* [YOUR ASSIGNMENT] Set the pictures aside and return each record below precisely as written.
━━━━━━━━━━━━━━━━━━━━
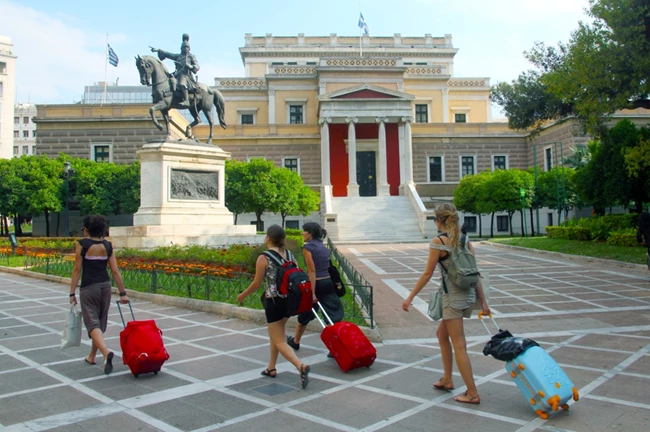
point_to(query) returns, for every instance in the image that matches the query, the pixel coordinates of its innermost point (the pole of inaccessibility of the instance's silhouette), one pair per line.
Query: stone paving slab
(593, 318)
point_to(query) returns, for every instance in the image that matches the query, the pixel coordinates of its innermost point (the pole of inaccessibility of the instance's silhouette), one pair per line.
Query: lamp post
(67, 173)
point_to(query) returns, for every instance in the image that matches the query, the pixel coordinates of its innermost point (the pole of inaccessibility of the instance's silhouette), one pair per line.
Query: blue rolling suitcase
(541, 380)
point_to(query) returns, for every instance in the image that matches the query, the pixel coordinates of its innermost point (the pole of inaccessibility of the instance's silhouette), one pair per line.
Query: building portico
(371, 122)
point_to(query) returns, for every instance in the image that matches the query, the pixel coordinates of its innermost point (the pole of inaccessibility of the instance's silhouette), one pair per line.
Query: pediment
(366, 91)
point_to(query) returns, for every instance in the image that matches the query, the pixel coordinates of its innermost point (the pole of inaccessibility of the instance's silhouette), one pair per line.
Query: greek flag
(362, 24)
(112, 57)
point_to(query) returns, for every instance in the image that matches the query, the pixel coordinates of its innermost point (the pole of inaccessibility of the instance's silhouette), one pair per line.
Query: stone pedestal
(182, 199)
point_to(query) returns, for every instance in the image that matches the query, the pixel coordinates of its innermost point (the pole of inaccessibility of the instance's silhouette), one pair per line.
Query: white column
━━━━━━━━━━━━━━━━━━━━
* [RESPONSE BOX]
point_to(query) returns, for every instance in the image that matches the query, the pixel coordinates of its innermost point (the pole of inaccessibility of the instance's silhouette), one pair per line.
Query: stone paving slab
(593, 318)
point_to(query) returns, for every instance in the image that matches the query, the pixel coordinates of its innermost point (the pole of inaccessibility of the instance's silhouette), one pair per line.
Query: lamp post
(67, 173)
point_to(query) returns, for every instance in the image that matches the query, the pixel coordinates of its innermost point (the pole of inaccessibility of the instance's silhouette), one pair per line.
Query: blue rolling suitcase
(541, 380)
point_to(query) returns, for every instance in the image that matches the query, the pixel coordinates of its innermost point (the pole of inaccessibility of the instance's silhouette), one pair per line.
Query: building portico
(371, 122)
point_to(query) returns, for every instance in the image that matches the query, the pixel coordinates of its innermost point (the pole of inaccessibility of the instance's silhouette), one pair per line.
Query: pediment
(366, 91)
point_to(query) returns, for every instance in the image that matches the query, the pixel coordinates of its innermost point (the pole of inaccessibility of the instance's silhouette), one pair per line.
Query: greek flag
(362, 24)
(112, 57)
point_to(query) returns, for every instance in the image that matches the query, the pixel coordinates of its innermost point (the pole of inaccessibility of the instance's silhouette), one pair per line.
Query: stone pedestal
(182, 199)
point_to(query) returns, for every instance in the image that matches the query, the pixel coordinates of its innermost point (the pole of inaccessibility of the instance's silhouette), one pair per line.
Query: white column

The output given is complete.